Al llegar al extremo del monte y al asomarme a una pradera noté claramente la brisa en la nuca. En viento rolaba a W. Tiempo perdido. De todos modos pensé que era bueno volver, pero no sobre mis pasos sino dando un rodeo que en otra ocasión me había puesto a tiro de una corza a la que fallé a placer en mi primera temporada en serio con el arco tras las hembras de la especie.
El monte me calaba y los helechos, con más de 2 metros de altura y desarrollando una maraña de frondes que pronto alcanzarán los 2,5 metros entorpecían mi caminar por el interior del monte. Ahora no había camino ni senda, quizás una veredita de los corzos apenas perceptible entre la maraña de tojos, zarzas y ramas. Era imposible no hacer ruido y avanzaba con poca fe. Seguro que todos los corzos de la parroquia me había oído.
Al ir llegando al final del monte opté por caminar por una zanja que me ocultaba algo más. Iba llena de agua y me mojaría aún más de lo que ya iba pero amortiguaría el barullo que llevaba. Cuando calculé que iba a salir a la primera pradera me retrepé sobre la pared de la trinchera para echar un ojo y pude ver con claridad un corzo que me miraba con atención desde el centro de la finca. ¡Mierda! Me dije para los adentros. Medí: 89 metros. Me quedé petrificado tras un grueso pino. No llevaba los prismáticos, ya que había optado por ir tan solo con el medidor de distancias, pero sí había visto que era un macho. Despacio me asomé para ver que el corzo seguía atento y que a su izquierda estaba, tan pendiente como él, una corza. ¡Puñetas! Pero tenía que intentarlo. Me tiré al suelo y avancé gateando un tramo de monte, hasta que logré ganar un talud que me dejaba caer en el camino que conducía a la parcela de prado. Me deslicé vientre en tierra sobre el talud y una vez abajo recogí el arco. Por fortuna un pequeño sauce abrigó este movimiento, el mismo que precisamente año y medio antes había desviado mi flecha cuando buscaba el pecho de una corza que se apacentaba en esa misma pradera.
Una vez en la pista, y habiendo recuperado la compostura, me escondí entre las ramas del salgueiro y esperé a que los corzos tomasen una determinación. Ellos seguían alerta. Pasados unos 15 minutos de tensión parecieron relajarse y se dedicaron a mordisquear las hierbas circundantes. Aproveché para echar un vistazo mejor y medir la distancia. La hembra estaba a 53 metros y el macho algo más cerca pero la hierba alta me falseaba la lectura. Lo que sí comprobé es que se trataba del vareto. En ese momento estuve a punto de renunciar ya que claramente no era mi objetivo gastar un permiso en un juvenil, pero por otra parte, si no lo cazaba yo, probablemente acabase muerto en la carretera. Mientras, el corzo se tranquilizaba más y más, si bien alternaba su careo con alguna observación desconfiada en mi dirección.

**INSTRUCCIONES DE TAREA:**
En el relato de caza, ¿a qué distancia estaba la hembra cuando se midió desde las ramas del salgueiro?

**DATOS MOSTRADOS:**
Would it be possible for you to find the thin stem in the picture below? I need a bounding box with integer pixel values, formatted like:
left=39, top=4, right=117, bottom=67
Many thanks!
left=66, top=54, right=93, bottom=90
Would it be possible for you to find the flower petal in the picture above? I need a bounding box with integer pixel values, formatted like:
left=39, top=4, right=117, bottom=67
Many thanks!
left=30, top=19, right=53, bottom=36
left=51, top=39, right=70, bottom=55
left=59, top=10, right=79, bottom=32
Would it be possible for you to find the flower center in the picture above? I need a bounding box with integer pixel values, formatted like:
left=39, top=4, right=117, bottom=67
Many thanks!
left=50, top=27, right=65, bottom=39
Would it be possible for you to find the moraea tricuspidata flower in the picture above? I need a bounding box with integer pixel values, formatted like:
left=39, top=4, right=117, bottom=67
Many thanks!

**RESULTADO DE TAREA:**
A 53 metros.